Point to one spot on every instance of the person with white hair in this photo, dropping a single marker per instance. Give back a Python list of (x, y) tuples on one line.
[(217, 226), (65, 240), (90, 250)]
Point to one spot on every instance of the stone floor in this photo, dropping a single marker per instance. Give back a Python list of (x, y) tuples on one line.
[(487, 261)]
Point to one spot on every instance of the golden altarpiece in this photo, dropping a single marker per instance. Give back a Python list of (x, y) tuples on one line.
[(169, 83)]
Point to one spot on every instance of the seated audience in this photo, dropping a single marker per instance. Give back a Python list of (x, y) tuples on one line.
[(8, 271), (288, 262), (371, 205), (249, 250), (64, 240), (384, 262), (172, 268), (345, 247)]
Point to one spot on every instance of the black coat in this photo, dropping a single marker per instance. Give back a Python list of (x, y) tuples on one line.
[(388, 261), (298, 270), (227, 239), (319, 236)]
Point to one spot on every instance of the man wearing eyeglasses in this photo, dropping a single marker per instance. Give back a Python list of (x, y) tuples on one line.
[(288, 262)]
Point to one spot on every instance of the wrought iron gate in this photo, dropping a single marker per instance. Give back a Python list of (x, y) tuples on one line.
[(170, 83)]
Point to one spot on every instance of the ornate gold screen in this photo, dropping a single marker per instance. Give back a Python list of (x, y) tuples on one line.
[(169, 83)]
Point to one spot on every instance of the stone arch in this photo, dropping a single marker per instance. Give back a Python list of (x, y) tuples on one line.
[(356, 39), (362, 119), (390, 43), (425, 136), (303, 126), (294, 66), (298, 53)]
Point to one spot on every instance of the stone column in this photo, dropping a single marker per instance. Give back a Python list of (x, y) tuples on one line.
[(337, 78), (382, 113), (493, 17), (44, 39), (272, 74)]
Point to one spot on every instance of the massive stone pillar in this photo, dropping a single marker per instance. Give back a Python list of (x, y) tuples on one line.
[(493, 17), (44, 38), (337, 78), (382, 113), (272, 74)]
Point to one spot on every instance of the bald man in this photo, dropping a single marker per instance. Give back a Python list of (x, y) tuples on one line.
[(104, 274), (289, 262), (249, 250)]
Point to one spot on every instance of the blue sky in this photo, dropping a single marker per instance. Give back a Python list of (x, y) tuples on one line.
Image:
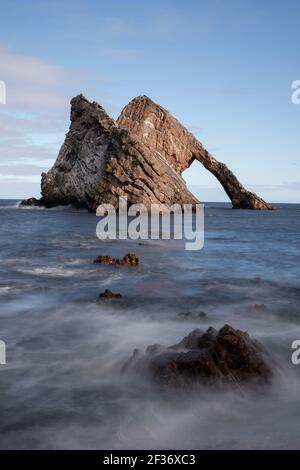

※ ※ ※

Task details -
Reproduce every item above, swapping "in this photo" for "in this image" wherever it occurs and changing nothing else. Omit the pictures.

The output -
Point to one spot on every instance of the person with white hair in this image, dropping a single marker per instance. Give back a Python list of (x, y) tuples on one line.
[(217, 226), (65, 240), (90, 250)]
Point to one spot on every instance of the stone floor in this image, dropping a single marker per instance. Give back a Python list of (x, y) tuples on one line.
[(487, 261)]
Point to one spot on every instance of the golden altarpiece in this image, dropping a single marker per instance. Give back a Python list of (x, y) tuples on one line.
[(169, 83)]
Point to one spot on every instance of the seated audience in this image, dropping a single marker per instance. Give back a Python list of (x, y) tuples on one line.
[(8, 271), (288, 262), (371, 205), (249, 250), (64, 240), (384, 262), (172, 268), (345, 247)]
Point to one spot on every instance of the black coat in this image, dropping a single marker per instance. Give back a Python list of (x, y) tuples on one line.
[(388, 261), (298, 270), (227, 239), (319, 236)]
Point to one spot on every instance of the man wearing eyeglasses in this image, dropping a single marker per instance. Give back a Python list of (x, y) tuples on one line.
[(288, 262)]
Point to one spot on every instance of the wrought iron gate in this image, dropping a single marker per instance. Give back a Python list of (x, y) tuples on one line.
[(170, 83)]
Point to one spot on every instance of the ornate gold screen in this image, dropping a single marker per instance. Give back a Python list of (x, y) tuples on one line.
[(169, 83)]
Point to one spot on every instance of the stone arch in this image, dropping a single marker per instance. Give back a Python list of (x, y) tuples on one line.
[(356, 39), (362, 119), (390, 43), (425, 136), (303, 126), (294, 66), (298, 53)]
Point to one spot on every instance of the stone column in this image, dropping a single marker per instance. Give back a Python list of (x, y) tuples on one line.
[(337, 78), (382, 113), (493, 17), (44, 39), (272, 74)]
Point to one spot on every instance of the massive stone pillar in this image, dropping a single marker per instance. Give back a Python list of (x, y) tuples on one line.
[(493, 17), (44, 38), (337, 78), (382, 113), (272, 74)]
Point to one spot on every instance of the bald man in this image, dropping a single marker per instance. Give back a Python list of (x, y) tuples on one line.
[(104, 274), (289, 262), (249, 250)]
Point to one spot on every instance of the blue sky in this image, dropping a single marker per instance. Give back a Python list of (x, y) tuples on one line.
Image:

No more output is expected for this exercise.